Exercise:
The task calls for every line of the data to be repeated exactly.

(Dataset records)

• • • • • • •

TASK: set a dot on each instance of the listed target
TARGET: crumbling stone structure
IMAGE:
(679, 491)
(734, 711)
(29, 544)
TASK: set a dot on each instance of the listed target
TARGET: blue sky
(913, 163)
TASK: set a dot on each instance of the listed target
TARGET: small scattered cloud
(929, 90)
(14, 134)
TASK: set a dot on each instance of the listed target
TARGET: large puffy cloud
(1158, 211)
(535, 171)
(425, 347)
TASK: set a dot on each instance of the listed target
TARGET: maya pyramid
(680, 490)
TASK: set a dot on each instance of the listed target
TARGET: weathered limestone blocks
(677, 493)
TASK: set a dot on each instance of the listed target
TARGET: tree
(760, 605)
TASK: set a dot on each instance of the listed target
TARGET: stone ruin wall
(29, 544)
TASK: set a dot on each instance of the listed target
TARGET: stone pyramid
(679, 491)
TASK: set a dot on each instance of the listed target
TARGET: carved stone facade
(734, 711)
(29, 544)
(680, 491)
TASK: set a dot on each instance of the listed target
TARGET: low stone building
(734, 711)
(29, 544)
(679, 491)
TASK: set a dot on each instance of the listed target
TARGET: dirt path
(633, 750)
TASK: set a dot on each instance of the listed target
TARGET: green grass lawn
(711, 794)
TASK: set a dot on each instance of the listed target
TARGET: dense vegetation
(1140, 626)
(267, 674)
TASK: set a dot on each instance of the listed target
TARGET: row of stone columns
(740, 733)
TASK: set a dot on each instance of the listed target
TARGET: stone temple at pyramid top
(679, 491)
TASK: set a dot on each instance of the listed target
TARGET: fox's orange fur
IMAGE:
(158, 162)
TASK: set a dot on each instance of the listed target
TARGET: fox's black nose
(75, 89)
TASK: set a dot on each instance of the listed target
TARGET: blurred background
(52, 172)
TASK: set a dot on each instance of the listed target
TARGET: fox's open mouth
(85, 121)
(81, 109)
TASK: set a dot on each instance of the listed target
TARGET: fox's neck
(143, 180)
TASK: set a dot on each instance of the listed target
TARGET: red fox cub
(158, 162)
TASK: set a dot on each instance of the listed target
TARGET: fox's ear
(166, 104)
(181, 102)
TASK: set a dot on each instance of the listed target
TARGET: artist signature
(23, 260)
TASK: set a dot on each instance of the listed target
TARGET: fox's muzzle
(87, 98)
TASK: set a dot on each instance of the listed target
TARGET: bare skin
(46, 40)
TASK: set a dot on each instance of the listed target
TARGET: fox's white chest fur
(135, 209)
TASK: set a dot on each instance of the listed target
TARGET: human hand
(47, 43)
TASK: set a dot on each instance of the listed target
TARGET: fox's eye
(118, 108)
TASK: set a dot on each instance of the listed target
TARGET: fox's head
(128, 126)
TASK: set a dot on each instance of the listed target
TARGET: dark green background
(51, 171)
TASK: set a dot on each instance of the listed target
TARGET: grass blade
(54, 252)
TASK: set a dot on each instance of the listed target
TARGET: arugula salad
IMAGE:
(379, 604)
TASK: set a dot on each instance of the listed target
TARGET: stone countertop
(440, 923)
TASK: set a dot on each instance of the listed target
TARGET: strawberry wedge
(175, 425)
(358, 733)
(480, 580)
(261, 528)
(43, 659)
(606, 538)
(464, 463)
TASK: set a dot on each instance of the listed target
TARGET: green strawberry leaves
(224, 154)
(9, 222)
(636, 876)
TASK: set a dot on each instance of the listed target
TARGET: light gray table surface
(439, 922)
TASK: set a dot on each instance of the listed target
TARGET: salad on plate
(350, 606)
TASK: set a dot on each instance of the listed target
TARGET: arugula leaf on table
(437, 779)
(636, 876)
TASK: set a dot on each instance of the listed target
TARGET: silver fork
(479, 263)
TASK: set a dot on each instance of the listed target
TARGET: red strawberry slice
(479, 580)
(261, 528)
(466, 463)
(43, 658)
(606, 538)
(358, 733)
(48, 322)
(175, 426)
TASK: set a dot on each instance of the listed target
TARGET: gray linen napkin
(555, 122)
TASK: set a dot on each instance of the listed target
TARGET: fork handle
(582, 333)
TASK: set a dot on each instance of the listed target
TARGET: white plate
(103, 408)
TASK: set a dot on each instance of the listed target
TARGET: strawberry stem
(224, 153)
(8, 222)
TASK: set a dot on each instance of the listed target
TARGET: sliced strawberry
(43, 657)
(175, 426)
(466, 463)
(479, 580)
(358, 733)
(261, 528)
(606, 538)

• • • • • • •

Solution to the problem:
TASK: set a dot on each instance of the listed target
TARGET: crumbling stone structure
IMAGE:
(679, 491)
(734, 711)
(29, 544)
TASK: set a dot on each instance of the listed target
TARGET: blue sky
(913, 163)
TASK: set a dot on each instance of the listed target
TARGET: small scattered cloud
(929, 90)
(14, 134)
TASK: set a dot on each instance of the listed target
TARGET: large puffy cloud
(1158, 211)
(535, 171)
(425, 347)
TASK: set a dot on each instance of the listed target
TARGET: maya pyramid
(680, 490)
TASK: set a dot on each instance of the listed target
TARGET: weathered limestone blocks
(677, 493)
TASK: set a dot on each instance of the listed target
TARGET: tree
(760, 605)
TASK: set a dot on each instance of the listed target
TARGET: stone ruin wall
(29, 544)
TASK: set a dot on each instance of the listed target
TARGET: stone pyramid
(679, 491)
TASK: set a dot on each instance of the listed target
TARGET: carved stone facade
(734, 711)
(29, 544)
(680, 491)
TASK: set a dot on each instance of the listed target
TARGET: low stone building
(734, 711)
(29, 544)
(679, 491)
TASK: set a dot on each instance of the listed target
TARGET: dirt path
(633, 750)
TASK: set a dot on each instance of the listed target
TARGET: green grass lawn
(711, 794)
TASK: set a dot on each instance of the listed target
TARGET: dense vegetation
(1140, 626)
(267, 674)
TASK: set a dot on each instance of the listed target
TARGET: row of stone columns
(740, 733)
TASK: set a dot on each instance of the listed target
TARGET: stone temple at pyramid top
(679, 491)
TASK: set a dot on each instance of the listed target
TARGET: fox's orange fur
IMAGE:
(158, 162)
TASK: set a dot on each instance of the listed target
TARGET: fox's black nose
(75, 89)
TASK: set a dot on each instance of the listed target
TARGET: blurred background
(52, 172)
TASK: set a dot on each instance of the listed target
TARGET: fox's open mouth
(85, 121)
(81, 109)
TASK: set a dot on each instance of the listed target
TARGET: fox's neck
(143, 180)
TASK: set a dot on each instance of the listed target
TARGET: red fox cub
(158, 162)
TASK: set a dot on each instance of the listed target
TARGET: fox's ear
(166, 104)
(181, 102)
TASK: set a dot on each instance of the listed target
TARGET: artist signature
(23, 260)
TASK: set a dot on each instance of the listed target
TARGET: fox's muzzle
(87, 98)
TASK: set a dot on each instance of the listed target
TARGET: bare skin
(46, 40)
TASK: set a dot on each instance of the listed target
TARGET: fox's white chest fur
(135, 209)
TASK: set a dot on each instance of the listed target
TARGET: human hand
(47, 43)
TASK: set a dot on each instance of the listed target
TARGET: fox's eye
(118, 108)
TASK: set a dot on each instance of the listed target
TARGET: fox's head
(128, 126)
TASK: set a dot on each instance of the listed target
TARGET: dark green background
(51, 171)
TASK: set a dot on each instance of the listed target
TARGET: grass blade
(54, 252)
TASK: set a dot on each instance of the listed target
TARGET: arugula salad
IMAGE:
(379, 604)
TASK: set a dot on each instance of the listed target
TARGET: stone countertop
(440, 923)
TASK: set a dot on each instance of the listed target
TARGET: strawberry wedge
(175, 425)
(358, 733)
(480, 580)
(261, 528)
(43, 659)
(606, 538)
(464, 463)
TASK: set a dot on each instance of the listed target
TARGET: green strawberry leaves
(224, 154)
(9, 222)
(636, 876)
TASK: set a dot on each instance of the listed target
TARGET: light gray table surface
(439, 922)
TASK: set a dot on each instance of the listed target
TARGET: salad on plate
(350, 606)
TASK: set a dot on each instance of the listed target
TARGET: arugula leaf on table
(437, 779)
(636, 876)
TASK: set a dot on each instance of the listed target
TARGET: silver fork
(479, 263)
TASK: set a dot on each instance of the listed target
TARGET: red strawberry slice
(479, 580)
(261, 528)
(466, 463)
(43, 658)
(606, 538)
(358, 733)
(48, 322)
(175, 426)
TASK: set a dot on each instance of the listed target
TARGET: gray linen napkin
(555, 122)
TASK: set a dot on each instance of the listed target
TARGET: fork handle
(582, 333)
TASK: set a dot on each instance of the listed target
TARGET: white plate
(103, 408)
TASK: set a dot on each instance of the listed target
TARGET: strawberry stem
(224, 153)
(8, 222)
TASK: set a dot on each instance of the listed target
TARGET: sliced strawberry
(43, 657)
(175, 426)
(466, 463)
(479, 580)
(358, 733)
(261, 528)
(606, 538)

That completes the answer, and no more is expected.